=== Exercice A ===
Relevez chaque ligne des entrées qui contient le mot « floor », puis recopiez-la.
=== Extrait de page ===
Le serpent de mer de la fermeture de Fessenheim

Le serpent de mer de la fermeture de Fessenheim

Comment la juridiction administrative française a laissé fonctionner une centrale vieillissante construite dans une zone sismique, 8m en contrebas du canal, sur la nappe d’eau phréatique la plus importante d’Europe..

Présentation de l'affaire par Corinne Lepage

La centrale de Fessenheim en 1979

Date de l'affaire

Début en 2006

Le cas

C’est en 2006 que débute le procès de Fessenheim. L’Association Trinationale de Protection Nucléaire (ci-après « ATPN »), dont le siège est à Bâle en Suisse, regroupe de très nombreuses villes allemandes, suisses et quelques collectivités françaises ainsi que des associations. Elle représente près d’un million de personnes. Alors que se posait la question de la prolongation des autorisations de fonctionnement des deux réacteurs de Fessenheim pour 10 ans de plus, la procédure a commencé par une demande de communication de pièces administratives sur les rejets liquides réels de la centrale de Fessenheim. En effet, cette centrale était la seule en France à l’époque à ne pas disposer d’autorisations de rejets liquides chimiques, et à fonctionner sur la base d’autorisations de prise et rejet d’eau datant de 1974 ainsi que de rejet d’effluents gazeux datant de 1977 et dont le contenu est dérisoire par rapport aux obligations légales et réglementaires actuelles.
Après un passage par la CADA, et en raison de la demande de communication de pièces antérieure à l’application de la loi du 13 juin 2006 (qui aurait exclu cette communication), les documents concernant les rejets de la centrale ont été fournis. Ils faisaient apparaître, d’une part, qu’aucune autorisation n’avait effectivement été délivrée en dehors de celle de 1974, que beaucoup de produits n’étaient pas mesurés puisqu’aucun texte réglementaire n’en faisait l’obligation à la société EDF, et d’autre part, que certains rejets étaient massifs par rapport aux autres centrales. C’est dans ces conditions que l’association ATPN demandait par courrier en date du 29 juillet 2008 au Premier ministre et au ministre de l’écologie d’ordonner la mise à l’arrêt définitive de la centrale en raison des risques sismiques, d’inondation, de vieillissement qu’elle générait et de l’absence d’autorisation de rejets chimiques.
=== Jeu de données ===
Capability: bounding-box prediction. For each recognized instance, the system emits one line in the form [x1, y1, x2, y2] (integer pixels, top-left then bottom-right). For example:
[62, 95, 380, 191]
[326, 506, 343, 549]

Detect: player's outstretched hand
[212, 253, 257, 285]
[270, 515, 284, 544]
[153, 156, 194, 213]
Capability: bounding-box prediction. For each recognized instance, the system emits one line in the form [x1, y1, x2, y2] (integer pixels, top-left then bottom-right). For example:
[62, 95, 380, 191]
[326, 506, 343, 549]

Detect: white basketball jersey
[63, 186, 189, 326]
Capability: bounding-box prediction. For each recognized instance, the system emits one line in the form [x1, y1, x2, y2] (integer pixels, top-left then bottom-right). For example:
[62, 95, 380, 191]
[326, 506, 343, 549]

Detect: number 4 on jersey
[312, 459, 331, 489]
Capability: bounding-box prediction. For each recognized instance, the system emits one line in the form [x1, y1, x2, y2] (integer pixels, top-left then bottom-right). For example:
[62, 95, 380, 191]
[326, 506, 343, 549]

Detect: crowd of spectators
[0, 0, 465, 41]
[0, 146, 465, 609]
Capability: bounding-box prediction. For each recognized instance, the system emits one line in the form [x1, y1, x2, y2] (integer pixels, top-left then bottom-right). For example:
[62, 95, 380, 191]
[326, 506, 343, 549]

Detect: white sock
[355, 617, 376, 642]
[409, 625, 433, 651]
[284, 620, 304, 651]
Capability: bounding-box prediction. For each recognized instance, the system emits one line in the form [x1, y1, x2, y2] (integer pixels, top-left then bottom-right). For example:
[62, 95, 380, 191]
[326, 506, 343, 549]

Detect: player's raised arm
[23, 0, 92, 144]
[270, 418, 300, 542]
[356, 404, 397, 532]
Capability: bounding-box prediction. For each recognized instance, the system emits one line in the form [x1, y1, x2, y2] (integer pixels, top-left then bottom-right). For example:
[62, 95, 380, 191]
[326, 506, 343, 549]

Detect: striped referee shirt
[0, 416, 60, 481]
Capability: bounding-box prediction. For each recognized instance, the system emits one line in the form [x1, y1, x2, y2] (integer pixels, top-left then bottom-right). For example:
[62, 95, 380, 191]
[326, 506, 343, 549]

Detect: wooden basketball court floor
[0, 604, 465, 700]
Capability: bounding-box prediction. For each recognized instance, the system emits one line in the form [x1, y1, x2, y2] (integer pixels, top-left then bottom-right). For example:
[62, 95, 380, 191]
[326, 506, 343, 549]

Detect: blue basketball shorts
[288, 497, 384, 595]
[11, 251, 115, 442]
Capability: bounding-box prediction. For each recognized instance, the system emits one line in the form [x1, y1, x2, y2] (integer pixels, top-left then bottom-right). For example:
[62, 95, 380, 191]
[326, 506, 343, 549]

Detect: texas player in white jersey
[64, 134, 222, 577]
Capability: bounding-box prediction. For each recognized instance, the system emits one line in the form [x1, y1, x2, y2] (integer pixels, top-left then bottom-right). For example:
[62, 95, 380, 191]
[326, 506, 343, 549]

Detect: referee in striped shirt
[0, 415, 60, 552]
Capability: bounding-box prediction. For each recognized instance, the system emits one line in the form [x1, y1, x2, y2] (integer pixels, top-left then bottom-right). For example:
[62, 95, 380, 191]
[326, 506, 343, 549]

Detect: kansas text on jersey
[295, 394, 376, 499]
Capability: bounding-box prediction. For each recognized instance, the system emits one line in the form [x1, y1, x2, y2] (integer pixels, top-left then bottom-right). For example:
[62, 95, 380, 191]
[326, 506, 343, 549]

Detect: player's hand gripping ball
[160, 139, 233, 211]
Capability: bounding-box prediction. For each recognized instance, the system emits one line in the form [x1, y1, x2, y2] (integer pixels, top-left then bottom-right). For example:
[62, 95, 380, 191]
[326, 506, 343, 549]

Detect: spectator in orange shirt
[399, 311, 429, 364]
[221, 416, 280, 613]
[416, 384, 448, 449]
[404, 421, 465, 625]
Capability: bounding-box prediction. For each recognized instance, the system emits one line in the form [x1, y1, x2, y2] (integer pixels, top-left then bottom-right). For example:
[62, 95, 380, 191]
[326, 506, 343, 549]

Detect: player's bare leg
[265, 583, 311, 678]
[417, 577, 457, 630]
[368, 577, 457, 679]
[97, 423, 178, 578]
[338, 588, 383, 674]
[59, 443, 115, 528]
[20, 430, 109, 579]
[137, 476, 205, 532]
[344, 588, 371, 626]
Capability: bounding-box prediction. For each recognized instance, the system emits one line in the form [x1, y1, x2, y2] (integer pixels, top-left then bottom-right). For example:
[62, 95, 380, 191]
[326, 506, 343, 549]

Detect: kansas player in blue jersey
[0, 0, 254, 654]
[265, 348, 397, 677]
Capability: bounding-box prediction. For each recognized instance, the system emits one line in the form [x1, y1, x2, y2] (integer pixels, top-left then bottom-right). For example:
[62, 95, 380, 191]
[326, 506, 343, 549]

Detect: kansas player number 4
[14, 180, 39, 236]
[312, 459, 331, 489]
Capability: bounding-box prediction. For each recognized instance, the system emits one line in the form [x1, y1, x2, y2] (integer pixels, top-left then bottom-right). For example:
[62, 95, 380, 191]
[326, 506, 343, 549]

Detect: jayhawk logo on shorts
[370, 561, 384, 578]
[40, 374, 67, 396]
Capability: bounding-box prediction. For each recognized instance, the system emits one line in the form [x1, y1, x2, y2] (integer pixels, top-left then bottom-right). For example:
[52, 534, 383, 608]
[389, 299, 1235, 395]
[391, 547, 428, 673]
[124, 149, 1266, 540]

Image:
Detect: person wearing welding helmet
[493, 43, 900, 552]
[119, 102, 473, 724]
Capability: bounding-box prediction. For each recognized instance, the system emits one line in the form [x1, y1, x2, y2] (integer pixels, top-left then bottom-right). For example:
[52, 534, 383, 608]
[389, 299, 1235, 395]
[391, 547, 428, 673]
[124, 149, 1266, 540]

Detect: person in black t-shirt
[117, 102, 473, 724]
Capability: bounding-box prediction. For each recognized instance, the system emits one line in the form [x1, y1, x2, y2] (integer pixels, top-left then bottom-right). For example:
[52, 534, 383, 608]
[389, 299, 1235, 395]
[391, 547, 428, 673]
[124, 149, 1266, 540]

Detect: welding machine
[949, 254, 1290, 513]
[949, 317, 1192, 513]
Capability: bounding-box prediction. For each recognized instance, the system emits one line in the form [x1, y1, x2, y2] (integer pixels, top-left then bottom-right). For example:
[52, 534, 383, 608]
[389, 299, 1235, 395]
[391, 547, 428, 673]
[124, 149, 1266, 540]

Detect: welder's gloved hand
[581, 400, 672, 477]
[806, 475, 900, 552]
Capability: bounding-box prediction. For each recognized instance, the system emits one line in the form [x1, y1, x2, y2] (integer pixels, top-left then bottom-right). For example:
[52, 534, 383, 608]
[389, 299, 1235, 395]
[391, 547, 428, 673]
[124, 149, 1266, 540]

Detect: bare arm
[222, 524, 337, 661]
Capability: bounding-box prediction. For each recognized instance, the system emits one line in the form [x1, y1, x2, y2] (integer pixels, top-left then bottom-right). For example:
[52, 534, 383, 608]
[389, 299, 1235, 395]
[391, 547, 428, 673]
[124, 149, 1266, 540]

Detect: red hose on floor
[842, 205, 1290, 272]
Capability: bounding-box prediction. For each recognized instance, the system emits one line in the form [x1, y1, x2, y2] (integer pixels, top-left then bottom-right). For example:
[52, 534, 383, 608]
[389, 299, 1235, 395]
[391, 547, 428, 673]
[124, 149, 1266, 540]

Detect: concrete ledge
===
=== Exercice B ===
D'après l'extrait sur la fermeture de Fessenheim, dans quelle ville se trouve le siège de l'Association Trinationale de Protection Nucléaire ?

=== Résultat attendu A ===
Detect: wooden basketball court floor
Detect: red hose on floor

=== Résultat attendu B ===
À Bâle, en Suisse.